* WORK ORDER
Set down the material again. Keep every line exactly as it is.

* DATA UNDER STUDY
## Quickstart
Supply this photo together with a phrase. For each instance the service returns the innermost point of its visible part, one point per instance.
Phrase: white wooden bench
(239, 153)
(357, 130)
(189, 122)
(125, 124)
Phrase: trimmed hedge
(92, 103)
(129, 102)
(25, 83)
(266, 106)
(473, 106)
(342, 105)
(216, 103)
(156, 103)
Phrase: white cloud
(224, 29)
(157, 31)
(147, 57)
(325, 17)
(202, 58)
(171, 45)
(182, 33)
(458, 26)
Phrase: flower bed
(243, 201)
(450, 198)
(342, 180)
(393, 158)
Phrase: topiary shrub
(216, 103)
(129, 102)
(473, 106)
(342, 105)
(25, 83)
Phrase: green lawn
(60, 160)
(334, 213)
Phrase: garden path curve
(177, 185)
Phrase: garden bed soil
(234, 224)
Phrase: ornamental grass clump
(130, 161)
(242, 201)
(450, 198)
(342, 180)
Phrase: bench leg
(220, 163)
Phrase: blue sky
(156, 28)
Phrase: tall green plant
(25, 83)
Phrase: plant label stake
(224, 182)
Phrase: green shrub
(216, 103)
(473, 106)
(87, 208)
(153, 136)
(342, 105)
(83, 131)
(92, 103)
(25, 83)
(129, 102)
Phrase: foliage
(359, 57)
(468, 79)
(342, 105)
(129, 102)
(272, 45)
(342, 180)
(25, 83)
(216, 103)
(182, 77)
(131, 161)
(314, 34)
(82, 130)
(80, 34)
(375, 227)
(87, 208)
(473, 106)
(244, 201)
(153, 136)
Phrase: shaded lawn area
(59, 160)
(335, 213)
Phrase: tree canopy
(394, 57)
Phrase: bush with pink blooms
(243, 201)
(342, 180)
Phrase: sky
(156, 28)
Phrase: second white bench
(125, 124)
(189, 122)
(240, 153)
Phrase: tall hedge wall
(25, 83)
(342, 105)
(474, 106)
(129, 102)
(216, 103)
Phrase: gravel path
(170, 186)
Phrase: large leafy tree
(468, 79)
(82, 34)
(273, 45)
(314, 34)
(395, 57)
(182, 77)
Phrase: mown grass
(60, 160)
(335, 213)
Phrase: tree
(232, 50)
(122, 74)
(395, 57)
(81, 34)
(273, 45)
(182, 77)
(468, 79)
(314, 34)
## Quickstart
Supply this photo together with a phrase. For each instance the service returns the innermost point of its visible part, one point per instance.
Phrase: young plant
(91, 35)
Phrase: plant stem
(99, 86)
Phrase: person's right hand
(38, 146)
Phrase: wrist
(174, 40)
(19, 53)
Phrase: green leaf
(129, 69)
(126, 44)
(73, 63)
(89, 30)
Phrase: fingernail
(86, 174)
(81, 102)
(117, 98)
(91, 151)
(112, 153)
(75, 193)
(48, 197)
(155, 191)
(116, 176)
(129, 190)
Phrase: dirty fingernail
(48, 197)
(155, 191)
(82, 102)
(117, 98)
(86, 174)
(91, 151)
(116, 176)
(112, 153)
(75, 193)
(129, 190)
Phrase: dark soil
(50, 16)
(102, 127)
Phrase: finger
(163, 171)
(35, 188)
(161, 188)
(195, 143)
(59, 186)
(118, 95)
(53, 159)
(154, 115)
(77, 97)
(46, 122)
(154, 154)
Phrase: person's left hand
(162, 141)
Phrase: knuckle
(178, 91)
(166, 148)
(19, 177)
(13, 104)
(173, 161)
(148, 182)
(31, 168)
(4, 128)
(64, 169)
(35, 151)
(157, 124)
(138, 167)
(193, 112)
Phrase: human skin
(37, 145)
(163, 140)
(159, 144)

* ANSWER TO THIS TASK
## Quickstart
Supply this photo together with a phrase. For each instance the service returns the innermost point of its visible part, one point per instance.
Phrase: white wooden bench
(239, 153)
(357, 130)
(189, 122)
(125, 124)
Phrase: trimmed hedge
(92, 103)
(129, 102)
(25, 83)
(266, 106)
(473, 106)
(342, 105)
(216, 103)
(156, 103)
Phrase: white cloud
(224, 29)
(157, 31)
(147, 57)
(325, 17)
(202, 58)
(171, 45)
(182, 33)
(458, 26)
Phrase: flower bed
(243, 201)
(450, 198)
(342, 180)
(393, 158)
Phrase: topiary shrub
(216, 103)
(129, 102)
(473, 106)
(342, 105)
(25, 83)
Phrase: green lawn
(60, 160)
(334, 213)
Phrase: garden path curve
(177, 185)
Phrase: garden bed soil
(234, 224)
Phrase: ornamental grass clump
(130, 161)
(242, 201)
(450, 198)
(342, 180)
Phrase: bench leg
(220, 163)
Phrase: blue sky
(156, 28)
Phrase: tall green plant
(25, 83)
Phrase: plant label stake
(224, 182)
Phrase: green shrub
(216, 103)
(473, 106)
(87, 208)
(153, 136)
(342, 105)
(83, 131)
(92, 103)
(25, 83)
(129, 102)
Phrase: foliage
(359, 57)
(468, 79)
(342, 105)
(129, 102)
(272, 45)
(342, 180)
(25, 83)
(216, 103)
(182, 77)
(131, 161)
(314, 34)
(82, 130)
(80, 34)
(375, 227)
(87, 208)
(473, 106)
(244, 201)
(153, 136)
Phrase: shaded lawn area
(59, 160)
(335, 213)
Phrase: tree canopy
(394, 57)
Phrase: bush with pink blooms
(243, 201)
(342, 180)
Phrase: sky
(156, 28)
Phrase: second white bench
(125, 124)
(189, 122)
(240, 153)
Phrase: tall hedge wall
(25, 83)
(342, 105)
(474, 106)
(129, 102)
(216, 103)
Phrase: gravel path
(170, 186)
Phrase: large leafy tree
(468, 79)
(82, 34)
(273, 45)
(314, 34)
(395, 57)
(182, 77)
Phrase: mown grass
(60, 160)
(335, 213)
Phrase: tree
(232, 50)
(122, 74)
(395, 57)
(81, 34)
(273, 45)
(182, 77)
(468, 79)
(314, 34)
## Quickstart
Supply this photo together with a phrase. For each instance the service returns the innermost point of its visible part, one point per instance.
Phrase: young plant
(91, 35)
Phrase: plant stem
(99, 86)
Phrase: person's right hand
(38, 146)
Phrase: wrist
(174, 40)
(19, 53)
Phrase: green leaf
(129, 69)
(126, 44)
(73, 63)
(89, 30)
Phrase: fingernail
(86, 174)
(81, 102)
(117, 98)
(91, 151)
(112, 153)
(75, 193)
(48, 197)
(155, 191)
(116, 176)
(129, 190)
Phrase: dirty fingernail
(48, 197)
(155, 191)
(82, 102)
(117, 98)
(86, 174)
(91, 151)
(116, 176)
(112, 153)
(75, 193)
(129, 190)
Phrase: dark soil
(50, 16)
(102, 127)
Phrase: finger
(163, 171)
(35, 188)
(161, 188)
(195, 143)
(59, 186)
(118, 95)
(53, 159)
(154, 115)
(77, 97)
(46, 122)
(154, 154)
Phrase: person's left hand
(162, 141)
Phrase: knuckle
(178, 91)
(166, 148)
(19, 177)
(13, 104)
(173, 161)
(148, 182)
(31, 168)
(4, 128)
(64, 169)
(35, 151)
(157, 124)
(138, 167)
(193, 112)
Phrase: human skin
(37, 145)
(163, 140)
(159, 144)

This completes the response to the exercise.